- **EXERCISE DESCRIPTION**
Return the part of the cancer diagnosis text between "I phone Bill, our" and "support and understanding.", inclusive, copied word for word.
**** TEXT BLOCK ****
An hour or so later, Ben shows up. Ania is already there; she has made plans to go out with friends this evening, but we ask her to cancel. We sit at the kitchen table, and I come right out with it (what else could I do?). I’ve been diagnosed with Non-Hodgkins Lymphoma, I tell them. It is a form of cancer. It’s highly treatable, but the treatment is difficult. There is no cure, but there is the prospect of long remissions, if the treatment succeeds.
Ania sits quietly, looking like she’s seen a ghost. She has, I think to myself. The ghost is me. Ben expresses a bit more emotion, appropriately commiserating about the unfairness of it all, and asking some good, pertinent questions.
I phone Bill, our presbytery executive (he fills a position roughly comparable to that of bishop in some other denominations, but is also a sort of pastor to the pastors). Bill and I had prearranged this call. I had taken him into my confidence a couple of weeks before, so he could be prepared for the worst. I had outlined to him at the time my resolve to be completely open about this, once we had a firm diagnosis – fully informing the congregation at the earliest opportunity. He had asked me to call him, once I knew. I do so, and feel strengthened by his support and understanding.
A little later I get on the phone, and call my brothers: Jim in Boston, Dave in San Francisco. I repeat the same procedure we followed with Ben and Ania. No easy way to say this: it’s cancer, it’s treatable, etc., etc. They respnd with shock, and with expressions of support. By now it’s too late to call our mother, in her retirement community in Chapel Hill, North Carolina. Tomorrow is another day.
2 comments:
Carlos,
First of all, you have to know how supportive you and Robin both were for me 2 years ago when I had my health scare. Like you, when I was in the "diagnosis" stage, my mind went awry. I thought out EVERY aspect of my life and wondered the same things about my family...insurance, missing the kids grow etc. I too wrote a journal during that very difficult time. However, until now, no one even knows about it. I wanted something to be here after I was gone so Ashton and Travis knew how much they meant to me. As I read your journal, I sit here and cry, because I KNOW EXACTLY what is going through your mind.
I didn't tell anyone for some time. I kept it all to myself hoping it would go away. And, I was one of those people who couldn't say the "C" word. It literally got caught in my throat. Once my husband was told, the hardest thing to do next was tell my kids.
Secondly, you and Ashton have a few things in common. She's taking Rituxan for her platelet disorder and I think you may know because you visited her in the hospital, that she too had a bone marrow biopsy done. If you want to know what it feels like, give her a call.
Lastly, you must know that you have the most support, physically, mentally, emotionally and spiritually than anyone around. Ashton and I think about you often and praying is a great comfort to me.
Take care,
Cindy
I have to admit this one made me almost cry too. Telling family was so difficult for me, with me being in NYC and my parents and sisters on the West Coast, my first medical issues were not even told to them by me, I couldn't even speak I cried so much. I allowed the Dr's to call my parents and tell them about my stroke and 'potential' ms diagnosis' Later on I moved to a method of typing letters to my parents to let them know. I get so upset thinking of the diseases/conditions I've dealt/deal with and have a hard time talking at all about them without getting really choked up. I'm so glad that Claire has been by your side at so many of these appointments, I went and still often go by myself and I often cry in the waiting room or skip appointments if I feel too upset by it. Anyway, journals help me a lot too. They still do with whatever issues I'm dealing with. (including all the new baby stuff!!)
**** THE DATA ****
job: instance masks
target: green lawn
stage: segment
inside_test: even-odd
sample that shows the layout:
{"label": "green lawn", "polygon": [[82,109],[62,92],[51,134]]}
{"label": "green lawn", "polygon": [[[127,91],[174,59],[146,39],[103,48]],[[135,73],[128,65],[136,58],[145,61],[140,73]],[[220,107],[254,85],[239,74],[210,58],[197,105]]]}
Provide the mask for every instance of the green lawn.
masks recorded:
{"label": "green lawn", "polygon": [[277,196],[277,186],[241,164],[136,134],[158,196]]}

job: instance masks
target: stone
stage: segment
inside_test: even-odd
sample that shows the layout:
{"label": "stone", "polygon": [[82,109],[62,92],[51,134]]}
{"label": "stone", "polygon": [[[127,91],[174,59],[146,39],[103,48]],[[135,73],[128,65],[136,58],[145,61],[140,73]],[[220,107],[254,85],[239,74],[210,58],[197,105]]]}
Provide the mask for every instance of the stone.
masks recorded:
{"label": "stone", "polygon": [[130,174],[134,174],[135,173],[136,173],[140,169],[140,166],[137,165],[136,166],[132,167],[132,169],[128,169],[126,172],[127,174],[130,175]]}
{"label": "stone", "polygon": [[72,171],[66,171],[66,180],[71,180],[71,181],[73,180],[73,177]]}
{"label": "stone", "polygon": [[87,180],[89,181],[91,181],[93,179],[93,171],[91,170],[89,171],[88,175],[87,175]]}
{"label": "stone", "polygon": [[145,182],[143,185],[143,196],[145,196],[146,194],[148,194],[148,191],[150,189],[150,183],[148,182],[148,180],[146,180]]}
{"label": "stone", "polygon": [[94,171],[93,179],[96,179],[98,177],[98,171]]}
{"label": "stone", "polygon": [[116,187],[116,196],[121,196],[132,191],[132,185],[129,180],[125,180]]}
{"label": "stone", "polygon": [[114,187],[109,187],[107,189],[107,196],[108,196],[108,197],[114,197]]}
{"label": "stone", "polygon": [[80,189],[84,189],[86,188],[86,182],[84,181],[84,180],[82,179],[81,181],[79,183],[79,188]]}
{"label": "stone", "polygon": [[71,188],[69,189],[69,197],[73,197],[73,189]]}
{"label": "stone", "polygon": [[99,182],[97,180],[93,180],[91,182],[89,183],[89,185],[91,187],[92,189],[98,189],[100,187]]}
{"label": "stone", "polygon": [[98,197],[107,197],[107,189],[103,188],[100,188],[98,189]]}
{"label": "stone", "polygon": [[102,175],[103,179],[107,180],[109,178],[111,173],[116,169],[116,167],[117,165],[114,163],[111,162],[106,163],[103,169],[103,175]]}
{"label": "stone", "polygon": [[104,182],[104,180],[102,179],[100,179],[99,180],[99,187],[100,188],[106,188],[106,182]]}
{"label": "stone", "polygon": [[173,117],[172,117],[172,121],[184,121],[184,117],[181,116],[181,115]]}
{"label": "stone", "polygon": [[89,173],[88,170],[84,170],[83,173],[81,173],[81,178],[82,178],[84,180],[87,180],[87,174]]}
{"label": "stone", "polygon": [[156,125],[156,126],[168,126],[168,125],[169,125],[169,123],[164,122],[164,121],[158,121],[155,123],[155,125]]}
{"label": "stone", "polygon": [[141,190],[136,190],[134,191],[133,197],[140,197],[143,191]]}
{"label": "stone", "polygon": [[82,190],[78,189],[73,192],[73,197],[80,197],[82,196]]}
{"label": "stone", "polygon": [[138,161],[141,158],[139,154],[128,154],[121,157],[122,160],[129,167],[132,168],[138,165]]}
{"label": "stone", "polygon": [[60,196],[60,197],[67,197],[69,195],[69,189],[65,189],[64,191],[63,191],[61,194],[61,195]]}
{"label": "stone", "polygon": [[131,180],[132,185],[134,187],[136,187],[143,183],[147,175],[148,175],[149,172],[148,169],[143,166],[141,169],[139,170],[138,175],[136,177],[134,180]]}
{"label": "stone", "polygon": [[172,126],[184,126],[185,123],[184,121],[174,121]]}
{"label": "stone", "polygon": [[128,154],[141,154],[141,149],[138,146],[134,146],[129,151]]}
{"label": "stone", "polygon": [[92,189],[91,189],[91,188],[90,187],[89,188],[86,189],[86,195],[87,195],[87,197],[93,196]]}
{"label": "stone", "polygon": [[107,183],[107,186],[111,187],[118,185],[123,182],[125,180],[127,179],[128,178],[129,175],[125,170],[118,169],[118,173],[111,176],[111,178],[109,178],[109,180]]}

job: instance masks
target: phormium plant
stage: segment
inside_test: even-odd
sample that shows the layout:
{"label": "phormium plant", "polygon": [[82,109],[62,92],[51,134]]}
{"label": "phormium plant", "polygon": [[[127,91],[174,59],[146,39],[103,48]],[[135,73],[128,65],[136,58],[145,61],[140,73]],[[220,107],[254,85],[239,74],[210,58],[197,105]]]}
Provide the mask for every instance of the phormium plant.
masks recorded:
****
- **ANSWER SPACE**
I phone Bill, our presbytery executive (he fills a position roughly comparable to that of bishop in some other denominations, but is also a sort of pastor to the pastors). Bill and I had prearranged this call. I had taken him into my confidence a couple of weeks before, so he could be prepared for the worst. I had outlined to him at the time my resolve to be completely open about this, once we had a firm diagnosis – fully informing the congregation at the earliest opportunity. He had asked me to call him, once I knew. I do so, and feel strengthened by his support and understanding.